• [Exercise brief]:
Gather every line in the material below that contains the word "green". Treat uppercase and lowercase letters as different.

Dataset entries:
□ □ □
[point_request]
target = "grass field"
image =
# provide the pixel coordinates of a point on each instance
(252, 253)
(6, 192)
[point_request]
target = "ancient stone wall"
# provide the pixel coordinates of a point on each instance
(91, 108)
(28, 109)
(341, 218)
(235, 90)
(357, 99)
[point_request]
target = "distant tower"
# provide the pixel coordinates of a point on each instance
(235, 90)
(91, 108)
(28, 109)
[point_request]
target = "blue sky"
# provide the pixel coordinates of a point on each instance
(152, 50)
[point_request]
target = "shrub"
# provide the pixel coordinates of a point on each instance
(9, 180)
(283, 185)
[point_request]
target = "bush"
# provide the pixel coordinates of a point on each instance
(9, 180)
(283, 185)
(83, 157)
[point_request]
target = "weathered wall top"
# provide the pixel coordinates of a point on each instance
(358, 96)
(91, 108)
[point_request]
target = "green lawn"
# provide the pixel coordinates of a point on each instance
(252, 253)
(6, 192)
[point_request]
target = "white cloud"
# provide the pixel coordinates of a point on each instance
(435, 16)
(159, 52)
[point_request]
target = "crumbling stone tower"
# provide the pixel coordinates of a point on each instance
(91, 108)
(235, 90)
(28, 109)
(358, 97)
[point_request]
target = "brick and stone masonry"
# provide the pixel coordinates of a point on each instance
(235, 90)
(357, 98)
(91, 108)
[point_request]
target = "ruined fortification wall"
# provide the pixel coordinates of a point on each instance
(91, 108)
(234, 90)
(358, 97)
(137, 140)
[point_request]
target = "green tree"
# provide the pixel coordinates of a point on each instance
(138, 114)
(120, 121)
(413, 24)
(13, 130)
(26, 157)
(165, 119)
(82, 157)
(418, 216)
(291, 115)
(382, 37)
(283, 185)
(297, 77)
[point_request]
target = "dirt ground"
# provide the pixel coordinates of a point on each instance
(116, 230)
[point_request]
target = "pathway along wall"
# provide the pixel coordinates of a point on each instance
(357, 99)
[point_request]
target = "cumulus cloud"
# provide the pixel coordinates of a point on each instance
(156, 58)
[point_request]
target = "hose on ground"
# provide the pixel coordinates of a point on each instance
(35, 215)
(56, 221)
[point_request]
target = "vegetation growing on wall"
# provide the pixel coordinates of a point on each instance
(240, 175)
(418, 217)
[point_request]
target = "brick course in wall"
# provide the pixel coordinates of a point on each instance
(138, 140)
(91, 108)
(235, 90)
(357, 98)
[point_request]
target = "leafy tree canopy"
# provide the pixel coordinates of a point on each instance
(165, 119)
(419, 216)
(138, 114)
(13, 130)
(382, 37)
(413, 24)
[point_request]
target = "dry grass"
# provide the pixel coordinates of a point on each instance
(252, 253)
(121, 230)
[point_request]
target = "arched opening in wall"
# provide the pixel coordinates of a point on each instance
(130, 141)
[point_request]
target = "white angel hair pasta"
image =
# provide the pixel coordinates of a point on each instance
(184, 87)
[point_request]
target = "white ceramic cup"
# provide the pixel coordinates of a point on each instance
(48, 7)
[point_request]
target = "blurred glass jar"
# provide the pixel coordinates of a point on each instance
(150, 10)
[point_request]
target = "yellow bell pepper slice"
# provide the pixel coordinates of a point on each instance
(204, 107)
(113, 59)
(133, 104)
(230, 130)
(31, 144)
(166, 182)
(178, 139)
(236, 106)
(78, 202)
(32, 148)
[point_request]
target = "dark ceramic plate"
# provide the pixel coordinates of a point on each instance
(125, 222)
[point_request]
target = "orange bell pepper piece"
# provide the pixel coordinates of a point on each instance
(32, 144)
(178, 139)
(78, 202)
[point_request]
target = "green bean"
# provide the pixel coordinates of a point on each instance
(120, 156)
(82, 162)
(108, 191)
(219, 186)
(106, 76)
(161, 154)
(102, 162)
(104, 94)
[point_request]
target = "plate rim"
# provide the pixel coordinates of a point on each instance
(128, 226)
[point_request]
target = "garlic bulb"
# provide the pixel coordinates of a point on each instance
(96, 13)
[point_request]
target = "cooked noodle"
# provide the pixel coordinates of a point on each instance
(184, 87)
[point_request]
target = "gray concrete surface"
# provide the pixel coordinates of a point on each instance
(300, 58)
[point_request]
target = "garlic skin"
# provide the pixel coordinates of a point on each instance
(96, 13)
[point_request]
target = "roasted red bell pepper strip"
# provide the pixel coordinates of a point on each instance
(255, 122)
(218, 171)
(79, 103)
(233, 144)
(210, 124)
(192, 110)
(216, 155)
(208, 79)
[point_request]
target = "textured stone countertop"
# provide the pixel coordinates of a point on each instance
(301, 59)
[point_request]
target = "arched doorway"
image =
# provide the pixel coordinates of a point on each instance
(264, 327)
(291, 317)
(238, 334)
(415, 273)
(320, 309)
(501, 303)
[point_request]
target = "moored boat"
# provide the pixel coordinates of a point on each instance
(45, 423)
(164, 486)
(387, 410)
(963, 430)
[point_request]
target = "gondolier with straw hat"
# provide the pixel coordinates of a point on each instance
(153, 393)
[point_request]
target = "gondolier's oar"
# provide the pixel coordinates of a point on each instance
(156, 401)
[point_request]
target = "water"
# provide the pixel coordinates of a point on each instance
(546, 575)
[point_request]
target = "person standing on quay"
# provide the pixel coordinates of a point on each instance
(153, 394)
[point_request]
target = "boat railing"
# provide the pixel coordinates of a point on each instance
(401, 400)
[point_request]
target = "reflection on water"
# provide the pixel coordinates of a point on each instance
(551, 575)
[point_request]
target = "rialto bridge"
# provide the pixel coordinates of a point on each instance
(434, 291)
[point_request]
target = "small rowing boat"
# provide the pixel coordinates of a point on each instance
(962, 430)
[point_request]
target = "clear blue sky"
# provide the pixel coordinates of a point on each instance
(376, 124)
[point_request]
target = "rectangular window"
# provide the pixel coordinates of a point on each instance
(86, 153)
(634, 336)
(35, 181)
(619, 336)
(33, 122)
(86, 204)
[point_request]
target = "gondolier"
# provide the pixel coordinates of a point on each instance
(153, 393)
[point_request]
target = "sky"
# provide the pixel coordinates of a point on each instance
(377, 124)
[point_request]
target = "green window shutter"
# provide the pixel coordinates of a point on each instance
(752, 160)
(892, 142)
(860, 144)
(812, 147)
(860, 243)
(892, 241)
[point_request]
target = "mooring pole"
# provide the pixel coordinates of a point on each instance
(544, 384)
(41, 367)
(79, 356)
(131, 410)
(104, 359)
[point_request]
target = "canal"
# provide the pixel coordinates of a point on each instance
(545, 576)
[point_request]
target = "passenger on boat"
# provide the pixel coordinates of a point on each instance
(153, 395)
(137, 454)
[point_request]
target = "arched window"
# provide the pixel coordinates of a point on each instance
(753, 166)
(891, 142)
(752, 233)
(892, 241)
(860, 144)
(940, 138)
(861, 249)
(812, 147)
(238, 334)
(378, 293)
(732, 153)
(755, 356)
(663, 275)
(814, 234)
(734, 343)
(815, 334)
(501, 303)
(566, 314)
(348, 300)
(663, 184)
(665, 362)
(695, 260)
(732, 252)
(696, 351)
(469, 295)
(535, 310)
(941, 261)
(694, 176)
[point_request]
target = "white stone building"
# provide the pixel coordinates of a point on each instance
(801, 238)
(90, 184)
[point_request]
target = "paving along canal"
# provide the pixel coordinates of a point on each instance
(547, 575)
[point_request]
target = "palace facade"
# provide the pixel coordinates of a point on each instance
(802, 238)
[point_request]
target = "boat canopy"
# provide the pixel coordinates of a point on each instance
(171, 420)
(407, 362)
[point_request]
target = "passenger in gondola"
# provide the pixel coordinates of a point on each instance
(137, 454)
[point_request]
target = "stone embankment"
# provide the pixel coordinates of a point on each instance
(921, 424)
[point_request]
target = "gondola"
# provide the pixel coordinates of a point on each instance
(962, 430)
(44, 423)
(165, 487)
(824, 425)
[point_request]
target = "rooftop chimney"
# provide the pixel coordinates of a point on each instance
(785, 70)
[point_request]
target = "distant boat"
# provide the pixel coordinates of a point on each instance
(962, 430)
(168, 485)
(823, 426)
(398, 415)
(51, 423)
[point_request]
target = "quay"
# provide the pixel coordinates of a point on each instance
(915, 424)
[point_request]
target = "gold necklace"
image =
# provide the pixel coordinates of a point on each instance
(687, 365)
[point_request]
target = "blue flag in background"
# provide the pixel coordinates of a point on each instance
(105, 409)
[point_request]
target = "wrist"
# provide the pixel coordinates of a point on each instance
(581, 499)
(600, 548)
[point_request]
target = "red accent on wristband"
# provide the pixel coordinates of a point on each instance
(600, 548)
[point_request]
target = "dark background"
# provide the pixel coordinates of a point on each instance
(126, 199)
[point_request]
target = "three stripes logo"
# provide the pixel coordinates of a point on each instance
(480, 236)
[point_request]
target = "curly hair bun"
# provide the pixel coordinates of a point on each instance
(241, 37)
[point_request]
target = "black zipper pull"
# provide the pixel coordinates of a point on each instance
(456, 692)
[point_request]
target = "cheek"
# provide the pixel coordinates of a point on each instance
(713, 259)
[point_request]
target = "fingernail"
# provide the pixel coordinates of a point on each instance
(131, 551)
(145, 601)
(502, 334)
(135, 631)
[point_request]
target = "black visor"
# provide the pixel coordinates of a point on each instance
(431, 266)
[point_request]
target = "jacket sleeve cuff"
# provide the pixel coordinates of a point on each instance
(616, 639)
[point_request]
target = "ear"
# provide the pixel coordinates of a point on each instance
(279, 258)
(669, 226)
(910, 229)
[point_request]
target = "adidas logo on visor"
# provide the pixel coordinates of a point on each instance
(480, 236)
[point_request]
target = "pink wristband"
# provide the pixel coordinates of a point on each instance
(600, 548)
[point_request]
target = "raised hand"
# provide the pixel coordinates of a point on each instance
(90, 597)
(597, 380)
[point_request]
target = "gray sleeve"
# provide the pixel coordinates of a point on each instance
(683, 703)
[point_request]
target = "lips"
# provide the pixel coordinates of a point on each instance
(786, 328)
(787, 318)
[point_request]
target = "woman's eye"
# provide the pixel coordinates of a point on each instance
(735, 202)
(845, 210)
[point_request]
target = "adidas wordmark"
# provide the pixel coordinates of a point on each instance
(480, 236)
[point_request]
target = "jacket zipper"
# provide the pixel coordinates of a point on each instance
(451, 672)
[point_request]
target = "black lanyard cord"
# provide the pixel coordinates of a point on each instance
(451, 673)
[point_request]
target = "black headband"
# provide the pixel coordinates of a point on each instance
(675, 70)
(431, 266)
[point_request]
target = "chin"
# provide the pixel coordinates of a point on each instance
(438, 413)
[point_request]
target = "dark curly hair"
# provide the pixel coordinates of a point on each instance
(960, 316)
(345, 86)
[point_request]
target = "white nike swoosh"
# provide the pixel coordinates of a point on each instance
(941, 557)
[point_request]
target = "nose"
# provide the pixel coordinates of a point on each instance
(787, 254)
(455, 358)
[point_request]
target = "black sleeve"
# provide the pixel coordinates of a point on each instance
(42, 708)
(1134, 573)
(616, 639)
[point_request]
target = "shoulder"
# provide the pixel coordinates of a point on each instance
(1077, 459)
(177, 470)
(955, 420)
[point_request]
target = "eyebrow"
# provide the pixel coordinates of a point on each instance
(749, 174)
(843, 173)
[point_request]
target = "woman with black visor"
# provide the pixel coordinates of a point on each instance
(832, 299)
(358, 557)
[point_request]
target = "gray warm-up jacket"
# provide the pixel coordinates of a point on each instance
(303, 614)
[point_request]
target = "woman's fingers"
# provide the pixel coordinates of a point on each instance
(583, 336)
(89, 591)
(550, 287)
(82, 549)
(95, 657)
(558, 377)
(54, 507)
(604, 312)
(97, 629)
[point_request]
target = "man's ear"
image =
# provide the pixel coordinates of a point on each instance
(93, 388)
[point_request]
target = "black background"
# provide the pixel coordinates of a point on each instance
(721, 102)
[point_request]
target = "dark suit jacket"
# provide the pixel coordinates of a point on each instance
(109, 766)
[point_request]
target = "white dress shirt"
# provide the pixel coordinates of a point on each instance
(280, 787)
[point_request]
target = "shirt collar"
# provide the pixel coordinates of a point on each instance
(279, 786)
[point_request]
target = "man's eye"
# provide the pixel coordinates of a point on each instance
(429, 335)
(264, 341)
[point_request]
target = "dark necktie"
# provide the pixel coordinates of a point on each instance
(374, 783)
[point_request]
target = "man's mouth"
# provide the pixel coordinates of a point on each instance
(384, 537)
□ □ □
• [Solution to this problem]:
target = "green lawn"
target = "green tree"
target = "green bean"
target = "green window shutter"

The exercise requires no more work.